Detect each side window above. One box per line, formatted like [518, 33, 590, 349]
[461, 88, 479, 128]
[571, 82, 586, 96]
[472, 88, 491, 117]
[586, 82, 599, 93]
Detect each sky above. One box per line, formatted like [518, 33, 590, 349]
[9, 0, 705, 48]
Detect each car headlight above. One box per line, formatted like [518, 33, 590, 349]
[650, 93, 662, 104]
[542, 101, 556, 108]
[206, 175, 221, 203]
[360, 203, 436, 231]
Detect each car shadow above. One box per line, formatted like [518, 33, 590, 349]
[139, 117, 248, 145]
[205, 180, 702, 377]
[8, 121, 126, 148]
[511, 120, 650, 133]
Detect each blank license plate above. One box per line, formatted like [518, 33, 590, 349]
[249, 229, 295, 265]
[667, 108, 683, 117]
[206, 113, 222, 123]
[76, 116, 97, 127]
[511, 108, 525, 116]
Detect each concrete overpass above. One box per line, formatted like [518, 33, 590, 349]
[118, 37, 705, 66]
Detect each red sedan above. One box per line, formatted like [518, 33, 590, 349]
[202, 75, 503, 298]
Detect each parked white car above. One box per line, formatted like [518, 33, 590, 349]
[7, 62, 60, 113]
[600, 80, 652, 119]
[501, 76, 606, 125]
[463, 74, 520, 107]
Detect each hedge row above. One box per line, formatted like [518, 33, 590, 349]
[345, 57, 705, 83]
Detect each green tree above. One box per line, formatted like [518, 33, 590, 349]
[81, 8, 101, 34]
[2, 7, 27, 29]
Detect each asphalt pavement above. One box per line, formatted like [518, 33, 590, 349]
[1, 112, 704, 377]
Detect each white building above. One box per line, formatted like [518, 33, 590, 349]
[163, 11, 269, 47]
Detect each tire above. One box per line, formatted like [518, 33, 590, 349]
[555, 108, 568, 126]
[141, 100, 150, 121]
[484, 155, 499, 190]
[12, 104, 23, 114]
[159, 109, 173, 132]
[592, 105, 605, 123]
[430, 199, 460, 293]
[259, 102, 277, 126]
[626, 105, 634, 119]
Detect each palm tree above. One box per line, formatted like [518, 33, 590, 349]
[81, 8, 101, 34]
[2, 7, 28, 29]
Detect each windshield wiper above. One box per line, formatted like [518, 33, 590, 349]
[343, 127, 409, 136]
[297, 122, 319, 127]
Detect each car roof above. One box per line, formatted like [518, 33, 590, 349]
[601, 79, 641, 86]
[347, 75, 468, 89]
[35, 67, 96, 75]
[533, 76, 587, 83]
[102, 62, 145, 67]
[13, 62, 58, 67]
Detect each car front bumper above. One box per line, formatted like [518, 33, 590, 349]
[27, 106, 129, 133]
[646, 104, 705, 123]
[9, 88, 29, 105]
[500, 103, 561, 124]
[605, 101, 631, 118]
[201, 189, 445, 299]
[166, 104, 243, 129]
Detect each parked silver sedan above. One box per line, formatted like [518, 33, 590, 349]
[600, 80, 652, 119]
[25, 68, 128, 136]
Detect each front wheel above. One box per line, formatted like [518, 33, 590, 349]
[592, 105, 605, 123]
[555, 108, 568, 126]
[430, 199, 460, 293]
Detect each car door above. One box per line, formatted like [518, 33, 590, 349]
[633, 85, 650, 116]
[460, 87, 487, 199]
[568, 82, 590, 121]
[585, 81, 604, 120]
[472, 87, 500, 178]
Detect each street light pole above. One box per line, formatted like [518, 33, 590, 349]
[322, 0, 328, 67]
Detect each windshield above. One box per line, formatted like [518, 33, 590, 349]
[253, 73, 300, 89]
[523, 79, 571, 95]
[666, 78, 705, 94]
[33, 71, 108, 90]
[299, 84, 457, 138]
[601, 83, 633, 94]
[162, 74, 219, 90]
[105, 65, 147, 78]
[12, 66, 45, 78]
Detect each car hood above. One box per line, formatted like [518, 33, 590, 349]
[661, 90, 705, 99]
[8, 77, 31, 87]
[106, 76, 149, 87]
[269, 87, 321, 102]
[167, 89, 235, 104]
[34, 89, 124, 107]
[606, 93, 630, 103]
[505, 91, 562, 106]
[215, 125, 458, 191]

========================

● EXERCISE DETAILS:
Give every part of the material again, exactly as written.

● RESPONSE TO THE EXERCISE:
Detect each side window above. One box per line, formatted like [518, 33, 590, 349]
[461, 88, 479, 128]
[571, 82, 586, 96]
[472, 88, 491, 117]
[586, 82, 599, 93]
Detect each sky above. One box per line, formatted like [518, 33, 590, 349]
[9, 0, 705, 48]
Detect each car headlight above. One box per line, formatted like [518, 33, 590, 349]
[650, 93, 662, 104]
[542, 101, 556, 108]
[206, 175, 221, 203]
[360, 203, 436, 231]
Detect each car shadow above. One box per line, formatted like [518, 33, 590, 349]
[139, 117, 248, 145]
[205, 180, 702, 377]
[8, 121, 126, 148]
[511, 120, 650, 133]
Detect each blank license plate above. One box per line, formatted like [518, 33, 590, 349]
[249, 229, 295, 265]
[667, 108, 683, 117]
[206, 113, 222, 123]
[76, 116, 97, 127]
[511, 108, 525, 116]
Detect each concrete overpass above. One box per line, formatted like [518, 33, 590, 349]
[118, 37, 705, 66]
Detect each red sedan above. One box per line, formatted like [518, 33, 590, 349]
[202, 75, 503, 298]
Detect each parked white car above. One box per line, formatted like [518, 33, 590, 349]
[7, 62, 60, 113]
[600, 80, 652, 119]
[501, 76, 606, 125]
[463, 74, 520, 107]
Detect each hedge row above. One box per line, formatted like [518, 33, 590, 349]
[345, 57, 705, 83]
Detect each green tree above. One box per line, formatted like [518, 33, 590, 349]
[81, 8, 101, 34]
[2, 7, 27, 29]
Detect each asphalt pavement above. One box per line, formatted like [518, 33, 590, 349]
[1, 112, 704, 377]
Detect each white building above. One box per line, formatted like [518, 33, 590, 349]
[163, 11, 269, 47]
Detect each tire above. One box per line, formatted like [518, 33, 590, 349]
[555, 108, 568, 126]
[141, 100, 150, 121]
[484, 155, 499, 190]
[12, 104, 23, 114]
[159, 109, 173, 132]
[592, 105, 605, 123]
[430, 199, 460, 293]
[259, 102, 277, 126]
[626, 105, 634, 119]
Detect each palm tree above. One box per line, formatted like [518, 33, 590, 349]
[81, 8, 101, 34]
[2, 7, 28, 29]
Detect each windshield wiper above. One box per line, formatted like [518, 33, 590, 349]
[343, 127, 409, 136]
[297, 122, 319, 127]
Detect each car roof above. One box per line, formatted like [518, 33, 590, 349]
[601, 79, 641, 86]
[347, 75, 468, 89]
[35, 67, 96, 75]
[533, 76, 587, 83]
[102, 62, 145, 67]
[13, 62, 58, 67]
Detect each car front bumper above. One box per line, formatted like [518, 33, 590, 349]
[27, 106, 129, 133]
[646, 104, 705, 123]
[9, 88, 29, 105]
[500, 103, 561, 124]
[605, 101, 631, 118]
[201, 189, 445, 299]
[166, 104, 243, 129]
Detect each parked silver sedan above. One box per line, formatted like [518, 33, 590, 349]
[600, 80, 652, 119]
[25, 68, 128, 136]
Detect each front wheel above. One box per line, formatted like [518, 33, 590, 349]
[592, 105, 605, 123]
[555, 108, 568, 126]
[430, 199, 460, 293]
Detect each car door above. One box per line, formatted like [518, 33, 590, 349]
[633, 85, 650, 116]
[460, 87, 487, 199]
[568, 82, 590, 121]
[585, 81, 604, 120]
[472, 87, 500, 178]
Detect each street light pole above. One box per line, formatted like [518, 33, 590, 349]
[322, 0, 328, 67]
Detect each windshield above. One box per line, formatted like [518, 33, 590, 349]
[253, 73, 300, 89]
[523, 79, 571, 95]
[666, 78, 705, 94]
[33, 71, 108, 90]
[299, 84, 457, 138]
[601, 83, 633, 94]
[162, 74, 219, 90]
[105, 65, 147, 78]
[12, 66, 45, 78]
Detect each car hood above. One box per line, formatted like [518, 33, 590, 349]
[661, 90, 705, 99]
[8, 77, 31, 87]
[106, 76, 149, 87]
[269, 87, 321, 102]
[167, 89, 235, 104]
[34, 89, 124, 107]
[606, 93, 630, 103]
[505, 91, 562, 106]
[215, 125, 458, 191]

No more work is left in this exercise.